I found the following SQL Alchemy Quick Reference Sheet to be very helpful.

In [17]:
engine = sqlalchemy.create_engine(postgresql_uri)
inspector = sqlalchemy.inspect(engine)
for col in inspector.get_columns("students"):
    print(col)
{'name': 'name', 'type': TEXT(), 'nullable': False, 'default': None, 'autoincrement': False}
{'name': 'gpa', 'type': DOUBLE_PRECISION(precision=53), 'nullable': True, 'default': None, 'autoincrement': False}
{'name': 'age', 'type': INTEGER(), 'nullable': True, 'default': None, 'autoincrement': False}
{'name': 'dept', 'type': TEXT(), 'nullable': True, 'default': None, 'autoincrement': False}
{'name': 'gender', 'type': CHAR(length=1), 'nullable': True, 'default': None, 'autoincrement': False}
In [18]:
engine = sqlalchemy.create_engine(sqlite_uri)
inspector = sqlalchemy.inspect(engine)
for col in inspector.get_columns("students"):
    print(col)
{'name': 'name', 'type': TEXT(), 'nullable': True, 'default': None, 'autoincrement': 'auto', 'primary_key': 1}
{'name': 'gpa', 'type': FLOAT(), 'nullable': True, 'default': None, 'autoincrement': 'auto', 'primary_key': 0}
{'name': 'age', 'type': INTEGER(), 'nullable': True, 'default': None, 'autoincrement': 'auto', 'primary_key': 0}
{'name': 'dept', 'type': TEXT(), 'nullable': True, 'default': None, 'autoincrement': 'auto', 'primary_key': 0}
{'name': 'gender', 'type': CHAR(), 'nullable': True, 'default': None, 'autoincrement': 'auto', 'primary_key': 0}

UPDATE values

What is Bill Gates' GPA?

In [19]:
%%sql $default_db

SELECT * FROM students
    WHERE name LIKE  '%Bill%' -- SQL like regular expression
1 rows affected.
Out[19]:
name gpa age dept gender
Bill Gates 1.0 60 CS M

Wow, Bill has a low GPA let's lend him a hand.

In [20]:
%%sql $default_db

UPDATE students
    SET gpa = 1.0 + gpa
    WHERE LOWER(name) = 'bill gates';
1 rows affected.
Out[20]:
[]

And let's check the table now:

In [21]:
%%sql $default_db

SELECT * FROM students
    WHERE name ~'^Bil.'; -- Regular expression 
1 rows affected.
Out[21]:
name gpa age dept gender
Bill Gates 2.0 60 CS M

Suppose Mark logged into the database and tried to give himself a 5.0? Uncomment the following line to see what happens:

In [22]:
# %%sql 

# UPDATE students
#     SET gpa = 5.0
#     WHERE LOWER(name) LIKE '%zuck%';

The above code fails. Why? (check the gpa.)

Reviewing our table

In [23]:
%%sql $default_db

SELECT * FROM students
9 rows affected.

● **Set exercise 1**:
Find every line in the listing below that contains the string "white", matching case exactly, and copy each of those lines.

● **Working data**:

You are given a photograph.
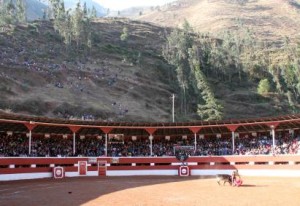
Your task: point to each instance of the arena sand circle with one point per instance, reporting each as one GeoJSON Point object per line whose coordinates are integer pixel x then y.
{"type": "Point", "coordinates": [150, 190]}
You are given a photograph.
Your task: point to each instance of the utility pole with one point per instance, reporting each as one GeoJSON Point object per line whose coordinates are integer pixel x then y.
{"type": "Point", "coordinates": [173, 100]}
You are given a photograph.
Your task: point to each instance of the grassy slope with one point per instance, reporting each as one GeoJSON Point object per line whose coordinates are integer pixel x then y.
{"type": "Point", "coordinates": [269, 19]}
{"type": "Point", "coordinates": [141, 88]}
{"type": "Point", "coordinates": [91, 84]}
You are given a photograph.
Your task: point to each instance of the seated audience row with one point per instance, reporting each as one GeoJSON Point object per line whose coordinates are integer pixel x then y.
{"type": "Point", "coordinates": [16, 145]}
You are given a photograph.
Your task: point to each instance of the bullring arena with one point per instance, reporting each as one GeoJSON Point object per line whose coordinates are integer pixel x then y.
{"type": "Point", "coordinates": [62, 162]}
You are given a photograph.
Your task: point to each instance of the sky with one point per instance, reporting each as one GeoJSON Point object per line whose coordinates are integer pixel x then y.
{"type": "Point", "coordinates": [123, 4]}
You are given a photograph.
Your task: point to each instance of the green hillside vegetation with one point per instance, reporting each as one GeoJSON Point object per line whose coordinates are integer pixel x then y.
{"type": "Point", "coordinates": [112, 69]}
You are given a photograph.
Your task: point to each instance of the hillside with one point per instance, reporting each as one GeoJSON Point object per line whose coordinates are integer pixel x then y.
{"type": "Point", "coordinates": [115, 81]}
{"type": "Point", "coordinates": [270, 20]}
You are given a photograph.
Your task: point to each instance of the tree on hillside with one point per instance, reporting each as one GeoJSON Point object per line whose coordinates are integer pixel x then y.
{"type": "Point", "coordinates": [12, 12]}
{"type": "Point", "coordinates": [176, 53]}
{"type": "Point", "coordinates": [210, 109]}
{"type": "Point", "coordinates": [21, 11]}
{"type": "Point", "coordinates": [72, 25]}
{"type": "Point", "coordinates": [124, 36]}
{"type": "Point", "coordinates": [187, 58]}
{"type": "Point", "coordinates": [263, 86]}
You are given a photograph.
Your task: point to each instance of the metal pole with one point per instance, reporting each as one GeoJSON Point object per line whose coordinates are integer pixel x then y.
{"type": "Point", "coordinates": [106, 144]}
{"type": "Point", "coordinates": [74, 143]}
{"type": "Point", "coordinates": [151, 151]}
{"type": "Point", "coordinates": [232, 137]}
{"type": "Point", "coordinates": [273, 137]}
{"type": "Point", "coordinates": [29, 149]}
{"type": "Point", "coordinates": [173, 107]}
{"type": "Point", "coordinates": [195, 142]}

...

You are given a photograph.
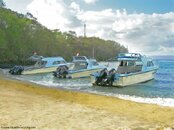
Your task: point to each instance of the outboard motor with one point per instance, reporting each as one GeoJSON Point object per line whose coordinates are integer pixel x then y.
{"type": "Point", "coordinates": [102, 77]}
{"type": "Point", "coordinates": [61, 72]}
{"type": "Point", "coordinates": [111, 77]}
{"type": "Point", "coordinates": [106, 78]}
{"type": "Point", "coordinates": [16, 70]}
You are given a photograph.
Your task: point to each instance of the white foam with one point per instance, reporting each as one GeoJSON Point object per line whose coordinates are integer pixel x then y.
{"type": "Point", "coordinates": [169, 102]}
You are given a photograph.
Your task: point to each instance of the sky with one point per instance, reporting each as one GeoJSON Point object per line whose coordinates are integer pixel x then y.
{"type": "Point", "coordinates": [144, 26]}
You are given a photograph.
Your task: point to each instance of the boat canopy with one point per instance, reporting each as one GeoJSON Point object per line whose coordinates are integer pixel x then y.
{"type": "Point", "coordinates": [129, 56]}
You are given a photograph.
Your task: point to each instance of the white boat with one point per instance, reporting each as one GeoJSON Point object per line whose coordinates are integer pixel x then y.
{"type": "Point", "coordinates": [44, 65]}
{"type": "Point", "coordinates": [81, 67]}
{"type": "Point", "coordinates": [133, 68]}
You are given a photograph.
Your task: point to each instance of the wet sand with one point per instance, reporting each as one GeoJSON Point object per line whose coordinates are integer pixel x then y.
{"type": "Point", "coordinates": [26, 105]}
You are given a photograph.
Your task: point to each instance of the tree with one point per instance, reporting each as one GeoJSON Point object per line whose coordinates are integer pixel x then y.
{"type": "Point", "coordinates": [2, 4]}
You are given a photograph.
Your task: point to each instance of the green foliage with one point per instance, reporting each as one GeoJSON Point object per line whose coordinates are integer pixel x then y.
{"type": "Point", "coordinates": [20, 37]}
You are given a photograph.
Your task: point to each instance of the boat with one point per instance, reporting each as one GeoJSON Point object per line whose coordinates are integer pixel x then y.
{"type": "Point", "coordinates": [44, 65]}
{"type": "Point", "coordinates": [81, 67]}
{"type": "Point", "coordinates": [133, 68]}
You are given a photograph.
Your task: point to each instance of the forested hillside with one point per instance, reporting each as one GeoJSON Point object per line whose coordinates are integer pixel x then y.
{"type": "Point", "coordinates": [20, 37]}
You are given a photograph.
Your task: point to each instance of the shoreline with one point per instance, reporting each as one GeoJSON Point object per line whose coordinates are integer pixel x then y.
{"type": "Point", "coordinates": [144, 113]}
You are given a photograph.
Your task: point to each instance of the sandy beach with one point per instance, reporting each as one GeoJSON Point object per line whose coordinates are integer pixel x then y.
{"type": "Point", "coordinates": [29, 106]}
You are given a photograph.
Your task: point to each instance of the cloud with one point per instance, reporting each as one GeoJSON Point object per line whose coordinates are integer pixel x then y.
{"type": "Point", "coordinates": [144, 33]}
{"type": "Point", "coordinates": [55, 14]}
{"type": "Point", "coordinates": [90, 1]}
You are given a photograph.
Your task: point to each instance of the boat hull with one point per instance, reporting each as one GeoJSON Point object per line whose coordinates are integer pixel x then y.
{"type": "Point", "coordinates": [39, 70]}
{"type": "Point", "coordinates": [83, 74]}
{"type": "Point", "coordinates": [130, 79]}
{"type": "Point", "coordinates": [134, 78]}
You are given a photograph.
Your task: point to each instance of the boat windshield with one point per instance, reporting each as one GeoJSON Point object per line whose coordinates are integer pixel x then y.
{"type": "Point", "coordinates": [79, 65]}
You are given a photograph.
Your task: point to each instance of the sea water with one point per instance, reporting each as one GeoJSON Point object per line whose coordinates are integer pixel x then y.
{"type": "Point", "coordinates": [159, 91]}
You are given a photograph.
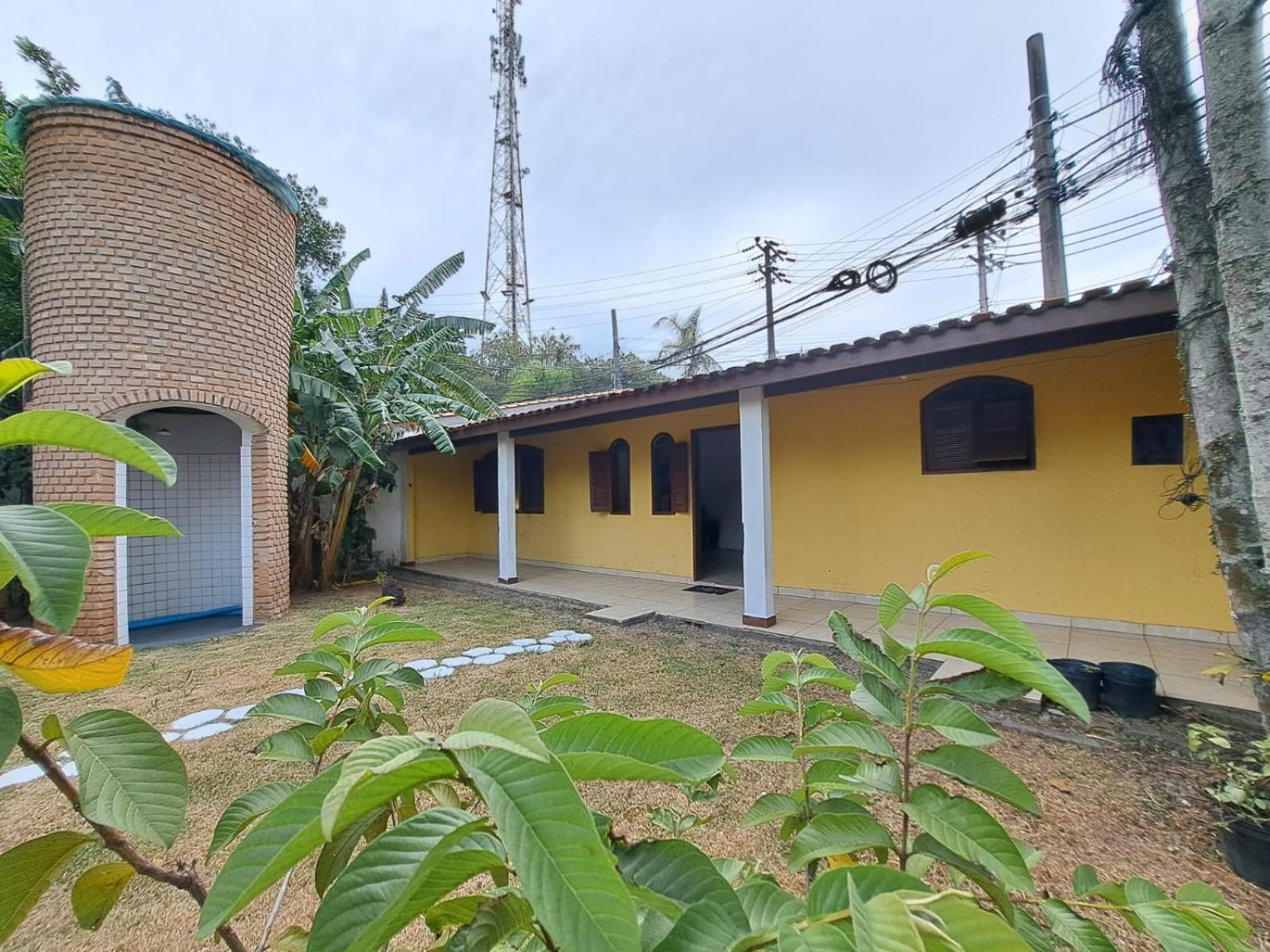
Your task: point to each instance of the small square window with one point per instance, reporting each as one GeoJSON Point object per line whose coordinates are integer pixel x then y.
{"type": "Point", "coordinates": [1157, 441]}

● **Set exercise 2**:
Revise the part of the SQL notebook excerpt between "What is Bill" and "him a hand.", inclusive, and reproduce it with "lend him a hand" changed to "give him a boost".

● **Response 1**:
Your task: point to each instance of the white foam with one point per instance, reporting each as one GeoJSON Point object per line whose coordinates are integer pixel x then y.
Your task: point to each instance of the white boat with one point per instance, reporting each as one GeoJSON Point object per line whose coordinates are integer pixel x then y.

● **Response 2**:
What is Bill Gates' GPA?

In [19]:
%%sql $default_db

SELECT * FROM students
    WHERE name LIKE  '%Bill%' -- SQL like regular expression
1 rows affected.
Out[19]:
name gpa age dept gender
Bill Gates 1.0 60 CS M

Wow, Bill has a low GPA let's give him a boost.